::: TASK INPUT

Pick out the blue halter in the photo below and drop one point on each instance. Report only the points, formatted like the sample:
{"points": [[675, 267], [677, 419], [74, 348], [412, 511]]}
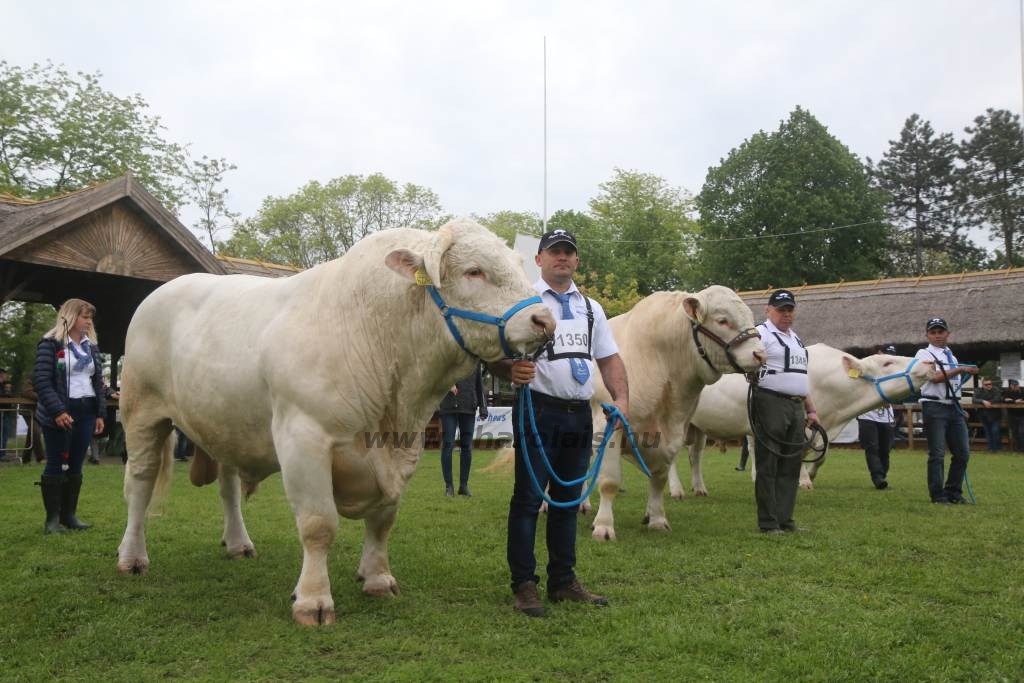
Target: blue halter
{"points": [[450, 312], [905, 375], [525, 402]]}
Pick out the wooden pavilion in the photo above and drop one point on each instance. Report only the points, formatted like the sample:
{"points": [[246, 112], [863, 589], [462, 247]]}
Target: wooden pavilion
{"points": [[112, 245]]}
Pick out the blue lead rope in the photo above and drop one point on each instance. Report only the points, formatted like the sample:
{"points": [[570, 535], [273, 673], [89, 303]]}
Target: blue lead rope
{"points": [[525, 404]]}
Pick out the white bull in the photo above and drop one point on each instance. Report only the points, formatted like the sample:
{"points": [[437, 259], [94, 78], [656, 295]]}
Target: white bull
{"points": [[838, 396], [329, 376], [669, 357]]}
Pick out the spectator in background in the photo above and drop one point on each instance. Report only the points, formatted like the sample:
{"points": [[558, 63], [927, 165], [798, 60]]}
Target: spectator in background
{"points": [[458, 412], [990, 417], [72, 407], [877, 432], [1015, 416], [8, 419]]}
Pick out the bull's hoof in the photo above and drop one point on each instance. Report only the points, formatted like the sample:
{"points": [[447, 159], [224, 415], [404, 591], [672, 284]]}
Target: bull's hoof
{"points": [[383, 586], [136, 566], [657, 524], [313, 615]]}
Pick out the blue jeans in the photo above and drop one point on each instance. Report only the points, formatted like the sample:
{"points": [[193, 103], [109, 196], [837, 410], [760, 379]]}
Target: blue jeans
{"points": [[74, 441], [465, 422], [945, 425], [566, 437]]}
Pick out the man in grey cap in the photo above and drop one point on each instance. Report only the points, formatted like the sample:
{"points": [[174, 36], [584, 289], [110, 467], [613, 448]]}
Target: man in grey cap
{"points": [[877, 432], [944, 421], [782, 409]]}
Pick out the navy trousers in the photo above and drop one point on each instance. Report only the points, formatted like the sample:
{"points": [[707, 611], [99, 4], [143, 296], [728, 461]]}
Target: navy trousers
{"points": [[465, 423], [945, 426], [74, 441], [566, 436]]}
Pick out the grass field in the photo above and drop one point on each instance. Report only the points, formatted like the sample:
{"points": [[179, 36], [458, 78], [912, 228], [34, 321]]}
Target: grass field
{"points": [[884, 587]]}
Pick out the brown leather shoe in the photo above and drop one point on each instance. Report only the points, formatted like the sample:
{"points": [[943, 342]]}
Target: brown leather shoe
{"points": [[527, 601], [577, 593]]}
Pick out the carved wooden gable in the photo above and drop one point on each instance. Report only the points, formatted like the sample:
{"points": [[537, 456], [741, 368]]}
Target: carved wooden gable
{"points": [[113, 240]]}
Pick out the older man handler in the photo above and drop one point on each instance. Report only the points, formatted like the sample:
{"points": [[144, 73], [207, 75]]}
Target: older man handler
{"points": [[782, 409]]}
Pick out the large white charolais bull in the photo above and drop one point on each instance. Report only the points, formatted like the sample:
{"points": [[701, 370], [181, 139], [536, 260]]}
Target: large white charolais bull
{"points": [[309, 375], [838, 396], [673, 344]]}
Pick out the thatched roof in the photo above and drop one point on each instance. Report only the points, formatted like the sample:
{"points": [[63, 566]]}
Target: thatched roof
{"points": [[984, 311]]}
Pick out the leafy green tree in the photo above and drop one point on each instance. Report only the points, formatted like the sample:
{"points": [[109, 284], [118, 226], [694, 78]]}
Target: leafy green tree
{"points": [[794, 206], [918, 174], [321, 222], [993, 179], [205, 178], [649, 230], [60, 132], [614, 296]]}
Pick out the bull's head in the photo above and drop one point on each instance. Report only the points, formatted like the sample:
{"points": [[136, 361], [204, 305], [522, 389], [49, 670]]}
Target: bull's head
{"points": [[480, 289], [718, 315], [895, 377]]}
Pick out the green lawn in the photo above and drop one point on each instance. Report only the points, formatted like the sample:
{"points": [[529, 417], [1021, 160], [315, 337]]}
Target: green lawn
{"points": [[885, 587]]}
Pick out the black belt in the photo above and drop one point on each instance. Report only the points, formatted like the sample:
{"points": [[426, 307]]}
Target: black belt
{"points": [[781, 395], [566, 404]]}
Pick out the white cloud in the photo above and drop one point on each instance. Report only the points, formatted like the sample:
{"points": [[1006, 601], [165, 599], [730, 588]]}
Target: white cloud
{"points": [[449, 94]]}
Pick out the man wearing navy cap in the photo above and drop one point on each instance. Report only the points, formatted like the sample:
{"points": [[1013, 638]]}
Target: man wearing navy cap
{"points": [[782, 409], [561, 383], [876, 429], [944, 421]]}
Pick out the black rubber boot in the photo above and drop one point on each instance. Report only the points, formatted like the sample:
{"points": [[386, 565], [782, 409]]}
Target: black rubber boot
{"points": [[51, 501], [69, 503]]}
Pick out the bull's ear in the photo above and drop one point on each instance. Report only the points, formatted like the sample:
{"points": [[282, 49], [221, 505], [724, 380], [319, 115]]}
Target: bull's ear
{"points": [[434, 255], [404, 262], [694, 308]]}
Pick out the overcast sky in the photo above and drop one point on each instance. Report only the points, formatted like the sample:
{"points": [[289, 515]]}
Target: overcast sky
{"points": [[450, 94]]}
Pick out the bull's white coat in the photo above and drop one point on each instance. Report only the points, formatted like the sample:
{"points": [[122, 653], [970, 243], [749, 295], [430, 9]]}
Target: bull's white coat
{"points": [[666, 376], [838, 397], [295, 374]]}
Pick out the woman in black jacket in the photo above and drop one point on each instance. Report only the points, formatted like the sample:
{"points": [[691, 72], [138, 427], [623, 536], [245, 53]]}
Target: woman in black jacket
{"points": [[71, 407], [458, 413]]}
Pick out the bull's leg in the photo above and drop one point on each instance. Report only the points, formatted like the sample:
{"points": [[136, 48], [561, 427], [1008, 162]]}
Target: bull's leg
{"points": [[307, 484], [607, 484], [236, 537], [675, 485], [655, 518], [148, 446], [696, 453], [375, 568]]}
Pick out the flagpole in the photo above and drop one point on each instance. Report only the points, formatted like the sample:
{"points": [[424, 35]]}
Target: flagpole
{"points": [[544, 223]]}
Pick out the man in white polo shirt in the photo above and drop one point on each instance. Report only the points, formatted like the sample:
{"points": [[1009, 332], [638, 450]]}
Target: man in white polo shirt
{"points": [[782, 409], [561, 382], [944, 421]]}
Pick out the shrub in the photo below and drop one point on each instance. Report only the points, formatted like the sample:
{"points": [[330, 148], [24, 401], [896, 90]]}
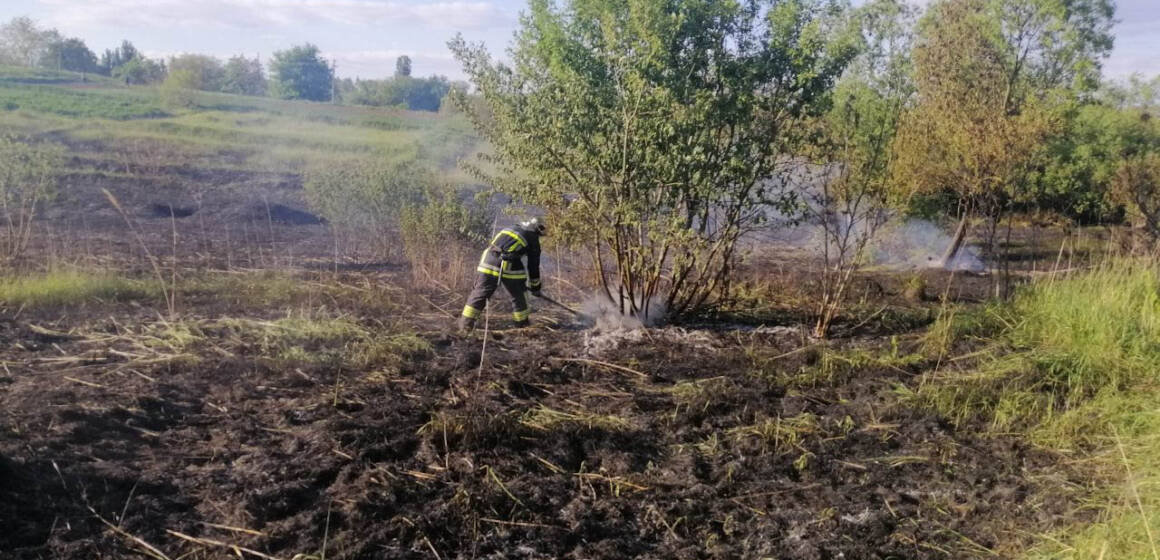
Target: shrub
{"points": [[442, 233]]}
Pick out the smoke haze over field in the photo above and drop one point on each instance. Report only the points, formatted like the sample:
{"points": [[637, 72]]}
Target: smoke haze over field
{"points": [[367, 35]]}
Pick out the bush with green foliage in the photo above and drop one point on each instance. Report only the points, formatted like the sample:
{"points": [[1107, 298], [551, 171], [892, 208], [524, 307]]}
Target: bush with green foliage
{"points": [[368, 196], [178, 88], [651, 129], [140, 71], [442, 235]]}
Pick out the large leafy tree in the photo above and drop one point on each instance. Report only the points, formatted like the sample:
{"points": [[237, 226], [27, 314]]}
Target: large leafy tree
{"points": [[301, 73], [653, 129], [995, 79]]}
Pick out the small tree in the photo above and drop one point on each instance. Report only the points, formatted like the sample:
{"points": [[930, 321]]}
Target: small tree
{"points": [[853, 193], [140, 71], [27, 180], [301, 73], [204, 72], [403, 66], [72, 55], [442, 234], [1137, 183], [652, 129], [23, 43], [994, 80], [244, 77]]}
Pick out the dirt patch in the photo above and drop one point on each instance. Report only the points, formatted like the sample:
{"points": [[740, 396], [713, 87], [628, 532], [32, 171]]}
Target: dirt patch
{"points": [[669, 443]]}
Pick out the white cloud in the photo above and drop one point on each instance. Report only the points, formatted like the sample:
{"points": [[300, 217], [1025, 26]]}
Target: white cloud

::::::

PROBLEM STATEMENT: To answer, copy each line from the material above that has the word "below".

RESPONSE TO THE TASK:
Pick out the blue halter in the photo below and drop one point on each instance. Report only the points, formatted like the sample:
Pick out the shrub in the photo below and drop one point on each instance. Report only the points, formatted like the sample:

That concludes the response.